#### Exercise goal
Take the material below and reproduce, word for word, only the lines from the line with "[(128, 122)]" through the line with "[(82, 185), (37, 61), (166, 247), (207, 173)]".

#### Material provided
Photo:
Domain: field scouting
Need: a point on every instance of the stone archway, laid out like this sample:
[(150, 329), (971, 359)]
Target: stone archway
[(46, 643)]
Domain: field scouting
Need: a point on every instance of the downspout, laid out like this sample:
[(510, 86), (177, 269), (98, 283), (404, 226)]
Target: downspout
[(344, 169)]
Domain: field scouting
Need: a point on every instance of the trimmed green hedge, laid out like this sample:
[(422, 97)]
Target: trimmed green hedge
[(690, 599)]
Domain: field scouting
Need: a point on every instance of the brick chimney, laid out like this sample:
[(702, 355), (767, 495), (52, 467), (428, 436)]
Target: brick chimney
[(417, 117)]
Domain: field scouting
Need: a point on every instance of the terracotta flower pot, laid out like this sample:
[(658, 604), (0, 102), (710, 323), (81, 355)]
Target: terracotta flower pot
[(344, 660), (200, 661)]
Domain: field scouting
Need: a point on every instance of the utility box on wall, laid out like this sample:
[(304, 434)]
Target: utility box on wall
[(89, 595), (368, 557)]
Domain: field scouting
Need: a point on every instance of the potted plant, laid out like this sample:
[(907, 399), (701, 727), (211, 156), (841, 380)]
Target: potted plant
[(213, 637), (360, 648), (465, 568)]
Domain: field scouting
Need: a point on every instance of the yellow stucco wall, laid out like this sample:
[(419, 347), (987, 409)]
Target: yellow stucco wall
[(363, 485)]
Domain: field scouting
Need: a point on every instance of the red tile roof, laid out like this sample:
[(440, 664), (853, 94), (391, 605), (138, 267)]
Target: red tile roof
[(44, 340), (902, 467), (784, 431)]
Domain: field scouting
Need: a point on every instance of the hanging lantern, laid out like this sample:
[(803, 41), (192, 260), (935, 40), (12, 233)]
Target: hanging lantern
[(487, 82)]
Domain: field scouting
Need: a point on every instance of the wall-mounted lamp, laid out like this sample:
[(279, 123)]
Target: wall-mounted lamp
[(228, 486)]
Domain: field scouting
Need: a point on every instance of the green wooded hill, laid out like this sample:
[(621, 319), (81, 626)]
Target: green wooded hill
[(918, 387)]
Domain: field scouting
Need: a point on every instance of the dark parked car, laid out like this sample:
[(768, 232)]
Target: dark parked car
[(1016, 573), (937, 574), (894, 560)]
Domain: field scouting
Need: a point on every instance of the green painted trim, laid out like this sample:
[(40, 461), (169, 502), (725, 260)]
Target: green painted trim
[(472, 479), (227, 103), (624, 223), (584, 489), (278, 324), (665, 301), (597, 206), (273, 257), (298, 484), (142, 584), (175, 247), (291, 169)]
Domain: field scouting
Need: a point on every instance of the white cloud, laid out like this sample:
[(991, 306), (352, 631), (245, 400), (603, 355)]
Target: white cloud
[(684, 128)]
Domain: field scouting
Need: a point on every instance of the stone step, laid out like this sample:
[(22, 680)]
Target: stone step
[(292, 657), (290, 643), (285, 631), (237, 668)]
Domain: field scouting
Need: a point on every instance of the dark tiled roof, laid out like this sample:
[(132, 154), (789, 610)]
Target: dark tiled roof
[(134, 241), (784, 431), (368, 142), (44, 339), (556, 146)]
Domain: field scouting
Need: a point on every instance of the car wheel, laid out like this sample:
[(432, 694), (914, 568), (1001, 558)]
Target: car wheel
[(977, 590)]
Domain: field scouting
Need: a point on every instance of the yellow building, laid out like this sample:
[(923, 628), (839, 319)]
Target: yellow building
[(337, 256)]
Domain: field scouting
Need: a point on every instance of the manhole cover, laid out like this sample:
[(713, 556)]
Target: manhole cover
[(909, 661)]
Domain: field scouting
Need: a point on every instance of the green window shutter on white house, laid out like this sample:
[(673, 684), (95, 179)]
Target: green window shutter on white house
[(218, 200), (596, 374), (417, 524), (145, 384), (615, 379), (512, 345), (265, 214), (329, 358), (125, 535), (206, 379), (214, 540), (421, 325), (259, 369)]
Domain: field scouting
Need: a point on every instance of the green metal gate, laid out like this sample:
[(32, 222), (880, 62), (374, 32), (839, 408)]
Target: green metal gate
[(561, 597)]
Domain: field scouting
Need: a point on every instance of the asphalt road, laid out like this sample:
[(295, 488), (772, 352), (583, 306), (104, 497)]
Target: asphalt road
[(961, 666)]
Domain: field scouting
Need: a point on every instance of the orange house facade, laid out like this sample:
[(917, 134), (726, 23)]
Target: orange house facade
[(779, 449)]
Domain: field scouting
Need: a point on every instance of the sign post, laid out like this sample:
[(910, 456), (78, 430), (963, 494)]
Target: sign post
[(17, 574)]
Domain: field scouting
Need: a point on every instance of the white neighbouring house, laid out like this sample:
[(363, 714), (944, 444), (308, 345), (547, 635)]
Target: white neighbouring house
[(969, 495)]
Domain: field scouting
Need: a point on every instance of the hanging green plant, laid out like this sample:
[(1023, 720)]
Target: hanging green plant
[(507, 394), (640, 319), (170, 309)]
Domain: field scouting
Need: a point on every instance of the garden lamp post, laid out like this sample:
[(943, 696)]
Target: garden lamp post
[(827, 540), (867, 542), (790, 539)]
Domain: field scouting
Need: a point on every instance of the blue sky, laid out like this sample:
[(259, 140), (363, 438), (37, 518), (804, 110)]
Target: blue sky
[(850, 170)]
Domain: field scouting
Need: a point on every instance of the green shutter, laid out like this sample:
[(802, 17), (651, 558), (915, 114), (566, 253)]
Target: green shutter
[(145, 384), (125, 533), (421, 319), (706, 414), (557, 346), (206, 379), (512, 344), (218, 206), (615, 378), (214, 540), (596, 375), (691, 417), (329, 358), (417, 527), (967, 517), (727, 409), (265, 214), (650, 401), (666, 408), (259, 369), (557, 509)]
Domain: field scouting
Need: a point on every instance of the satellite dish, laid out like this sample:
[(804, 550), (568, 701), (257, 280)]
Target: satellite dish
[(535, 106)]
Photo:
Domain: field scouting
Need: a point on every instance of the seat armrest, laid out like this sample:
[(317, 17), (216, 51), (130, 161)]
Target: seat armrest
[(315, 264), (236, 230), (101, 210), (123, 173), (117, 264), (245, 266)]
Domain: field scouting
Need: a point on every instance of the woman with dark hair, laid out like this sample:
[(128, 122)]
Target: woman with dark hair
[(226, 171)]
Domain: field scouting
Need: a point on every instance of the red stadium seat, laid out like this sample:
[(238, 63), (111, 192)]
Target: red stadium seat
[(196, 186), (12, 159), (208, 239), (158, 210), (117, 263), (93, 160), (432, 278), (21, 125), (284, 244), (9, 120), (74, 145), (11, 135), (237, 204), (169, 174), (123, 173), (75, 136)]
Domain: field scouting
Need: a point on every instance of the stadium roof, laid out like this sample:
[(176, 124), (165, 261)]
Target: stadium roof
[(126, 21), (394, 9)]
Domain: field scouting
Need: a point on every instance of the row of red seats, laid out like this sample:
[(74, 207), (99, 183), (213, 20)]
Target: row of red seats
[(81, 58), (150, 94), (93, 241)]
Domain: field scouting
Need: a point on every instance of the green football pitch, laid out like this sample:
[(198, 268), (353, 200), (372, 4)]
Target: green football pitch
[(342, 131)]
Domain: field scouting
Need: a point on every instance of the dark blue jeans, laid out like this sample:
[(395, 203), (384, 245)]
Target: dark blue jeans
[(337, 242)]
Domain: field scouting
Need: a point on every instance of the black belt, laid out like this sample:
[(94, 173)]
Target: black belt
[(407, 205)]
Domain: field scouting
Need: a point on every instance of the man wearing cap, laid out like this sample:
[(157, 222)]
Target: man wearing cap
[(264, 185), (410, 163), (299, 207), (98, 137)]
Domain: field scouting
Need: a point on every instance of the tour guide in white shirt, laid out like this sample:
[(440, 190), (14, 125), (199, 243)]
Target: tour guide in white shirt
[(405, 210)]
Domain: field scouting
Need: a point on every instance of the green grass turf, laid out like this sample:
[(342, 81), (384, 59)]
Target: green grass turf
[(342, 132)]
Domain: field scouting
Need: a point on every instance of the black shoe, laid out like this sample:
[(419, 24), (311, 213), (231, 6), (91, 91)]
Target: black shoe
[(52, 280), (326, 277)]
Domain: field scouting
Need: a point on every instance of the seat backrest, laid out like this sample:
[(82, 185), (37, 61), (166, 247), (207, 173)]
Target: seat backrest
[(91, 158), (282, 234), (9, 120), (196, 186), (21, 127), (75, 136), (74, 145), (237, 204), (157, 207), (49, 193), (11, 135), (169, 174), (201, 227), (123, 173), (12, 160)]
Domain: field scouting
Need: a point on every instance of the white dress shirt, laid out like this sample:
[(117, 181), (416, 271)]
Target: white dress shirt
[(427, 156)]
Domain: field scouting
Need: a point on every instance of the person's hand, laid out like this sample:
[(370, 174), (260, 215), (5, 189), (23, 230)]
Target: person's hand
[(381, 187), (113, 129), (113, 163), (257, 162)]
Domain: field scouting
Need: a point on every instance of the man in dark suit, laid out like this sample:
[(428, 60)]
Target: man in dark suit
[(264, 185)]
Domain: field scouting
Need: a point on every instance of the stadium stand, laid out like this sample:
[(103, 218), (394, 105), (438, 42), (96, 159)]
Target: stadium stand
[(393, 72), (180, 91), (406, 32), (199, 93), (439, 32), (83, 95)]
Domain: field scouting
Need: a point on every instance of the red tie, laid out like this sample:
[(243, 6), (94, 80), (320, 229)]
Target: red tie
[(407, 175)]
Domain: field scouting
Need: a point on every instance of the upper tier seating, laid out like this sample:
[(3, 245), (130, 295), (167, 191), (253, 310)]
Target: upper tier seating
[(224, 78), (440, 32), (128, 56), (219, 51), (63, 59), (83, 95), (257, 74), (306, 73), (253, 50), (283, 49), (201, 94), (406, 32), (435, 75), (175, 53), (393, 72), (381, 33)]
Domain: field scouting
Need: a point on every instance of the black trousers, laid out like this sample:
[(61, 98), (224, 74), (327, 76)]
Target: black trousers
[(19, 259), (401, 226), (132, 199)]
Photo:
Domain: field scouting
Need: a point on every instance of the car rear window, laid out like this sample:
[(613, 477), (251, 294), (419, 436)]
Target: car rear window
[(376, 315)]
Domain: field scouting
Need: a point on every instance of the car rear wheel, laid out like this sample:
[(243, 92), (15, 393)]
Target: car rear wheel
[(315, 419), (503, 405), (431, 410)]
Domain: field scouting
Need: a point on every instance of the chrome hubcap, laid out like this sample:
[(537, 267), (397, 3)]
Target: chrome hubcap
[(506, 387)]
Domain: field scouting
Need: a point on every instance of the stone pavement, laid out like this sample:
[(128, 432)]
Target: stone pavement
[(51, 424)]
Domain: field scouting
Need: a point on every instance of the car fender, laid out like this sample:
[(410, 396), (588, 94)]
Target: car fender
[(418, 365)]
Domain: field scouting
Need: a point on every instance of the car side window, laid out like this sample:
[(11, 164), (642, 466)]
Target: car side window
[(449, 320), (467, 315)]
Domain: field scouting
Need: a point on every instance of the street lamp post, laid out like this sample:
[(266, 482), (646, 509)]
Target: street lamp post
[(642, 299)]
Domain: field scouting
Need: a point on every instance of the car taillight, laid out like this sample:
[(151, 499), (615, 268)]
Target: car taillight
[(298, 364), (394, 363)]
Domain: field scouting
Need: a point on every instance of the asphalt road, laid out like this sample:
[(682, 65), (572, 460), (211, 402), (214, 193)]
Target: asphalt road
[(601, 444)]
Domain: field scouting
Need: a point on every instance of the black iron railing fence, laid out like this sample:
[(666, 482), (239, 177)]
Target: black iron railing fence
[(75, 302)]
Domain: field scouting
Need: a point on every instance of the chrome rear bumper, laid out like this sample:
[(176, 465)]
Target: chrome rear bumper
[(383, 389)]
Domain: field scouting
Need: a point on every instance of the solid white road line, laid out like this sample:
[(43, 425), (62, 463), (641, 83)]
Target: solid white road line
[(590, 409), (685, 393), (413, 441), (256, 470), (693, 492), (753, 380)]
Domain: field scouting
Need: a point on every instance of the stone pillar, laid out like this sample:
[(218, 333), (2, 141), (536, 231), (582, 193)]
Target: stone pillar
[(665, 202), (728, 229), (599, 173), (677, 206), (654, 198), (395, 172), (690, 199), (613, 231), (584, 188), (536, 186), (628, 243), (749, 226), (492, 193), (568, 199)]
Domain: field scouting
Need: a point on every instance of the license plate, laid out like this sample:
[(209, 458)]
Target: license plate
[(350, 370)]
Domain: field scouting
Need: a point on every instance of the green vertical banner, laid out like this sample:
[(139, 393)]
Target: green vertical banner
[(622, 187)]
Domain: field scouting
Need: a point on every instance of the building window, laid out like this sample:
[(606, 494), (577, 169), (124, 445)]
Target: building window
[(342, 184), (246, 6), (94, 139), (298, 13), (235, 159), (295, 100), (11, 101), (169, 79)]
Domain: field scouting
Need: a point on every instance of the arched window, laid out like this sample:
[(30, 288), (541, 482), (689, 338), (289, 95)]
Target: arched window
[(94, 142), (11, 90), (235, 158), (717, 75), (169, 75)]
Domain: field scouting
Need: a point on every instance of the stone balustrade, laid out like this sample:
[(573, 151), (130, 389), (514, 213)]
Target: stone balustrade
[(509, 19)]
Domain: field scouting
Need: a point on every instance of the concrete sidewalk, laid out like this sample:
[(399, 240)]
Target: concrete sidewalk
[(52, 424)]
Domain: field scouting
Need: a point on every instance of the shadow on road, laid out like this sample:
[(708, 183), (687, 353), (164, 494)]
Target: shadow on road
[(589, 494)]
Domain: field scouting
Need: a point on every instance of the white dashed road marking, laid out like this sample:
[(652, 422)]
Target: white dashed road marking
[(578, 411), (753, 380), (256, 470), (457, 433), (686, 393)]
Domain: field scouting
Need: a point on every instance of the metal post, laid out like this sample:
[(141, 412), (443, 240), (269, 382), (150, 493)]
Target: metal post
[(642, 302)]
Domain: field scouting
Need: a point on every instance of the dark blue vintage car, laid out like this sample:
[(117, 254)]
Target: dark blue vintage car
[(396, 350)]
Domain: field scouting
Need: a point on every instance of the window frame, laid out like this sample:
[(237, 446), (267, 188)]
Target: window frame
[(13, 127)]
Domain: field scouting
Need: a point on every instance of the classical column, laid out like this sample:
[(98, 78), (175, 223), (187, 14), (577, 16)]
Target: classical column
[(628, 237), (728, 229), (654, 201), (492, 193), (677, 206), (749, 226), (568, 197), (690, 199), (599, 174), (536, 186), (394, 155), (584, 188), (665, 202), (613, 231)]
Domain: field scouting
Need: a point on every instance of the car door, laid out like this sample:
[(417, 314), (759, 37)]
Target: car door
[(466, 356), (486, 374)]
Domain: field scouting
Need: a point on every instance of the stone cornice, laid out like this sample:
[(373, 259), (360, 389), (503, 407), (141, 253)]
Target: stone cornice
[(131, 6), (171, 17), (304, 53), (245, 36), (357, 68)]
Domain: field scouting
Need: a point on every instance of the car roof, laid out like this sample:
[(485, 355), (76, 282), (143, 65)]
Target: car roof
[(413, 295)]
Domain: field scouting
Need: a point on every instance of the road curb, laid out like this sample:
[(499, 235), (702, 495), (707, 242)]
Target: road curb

#### Solved problem
[(128, 122)]
Target: woman with dark hair
[(226, 171)]
Domain: field scouting
Need: a point on every instance of the red stadium seat, laid out like this sample:
[(238, 63), (111, 192)]
Target: red stadium seat
[(196, 186), (12, 159), (208, 239), (158, 210), (117, 263), (93, 160), (432, 278), (21, 125), (284, 244), (9, 120), (74, 145), (11, 135), (237, 204), (169, 174), (123, 173), (75, 136)]
Domain: field scouting
Need: a point on every instance of the stadium roof, laid out like this sample:
[(176, 124), (165, 261)]
Target: stadium roof
[(126, 21), (394, 9)]
Domain: field scouting
Need: a point on every instance of the row of red seats, laid out like this sample:
[(74, 207), (99, 183), (213, 20)]
Target: row of red seats
[(81, 58), (150, 94), (93, 241)]
Domain: field scouting
Need: a point on every instance of the green football pitch, laid out like this sample:
[(198, 268), (353, 200), (372, 4)]
Target: green football pitch
[(342, 131)]
Domain: field scouting
Need: a point on every instance of the dark blue jeans, laid out like this sample:
[(395, 203), (384, 245)]
Target: dark blue jeans
[(337, 242)]
Domain: field scouting
Need: a point on every instance of the black belt, laid out like this sample:
[(94, 173)]
Target: black belt
[(407, 205)]
Domain: field scouting
Need: a point on every instance of the man wearing cap, laid out like this sample:
[(157, 222)]
Target: man wearing cap
[(264, 185), (410, 163), (299, 207), (98, 137)]
Domain: field scouting
Need: a point on every instance of the tour guide in white shirt, laid out like this sample:
[(440, 190), (14, 125), (199, 243)]
Target: tour guide in white shirt
[(405, 210)]
Domain: field scouting
Need: a point on every instance of the green grass turf, laid out like this sample:
[(342, 81), (384, 59)]
Target: green grass turf
[(342, 132)]
Domain: field scouting
Need: a point on every instance of the black shoe, laid out like this sample:
[(419, 24), (311, 213), (231, 6), (91, 91)]
Target: black shoe
[(52, 280), (326, 277)]
Domain: field scouting
Need: a point on every instance of the seat backrest, laid out like this sample:
[(82, 185), (37, 61), (166, 247), (207, 173)]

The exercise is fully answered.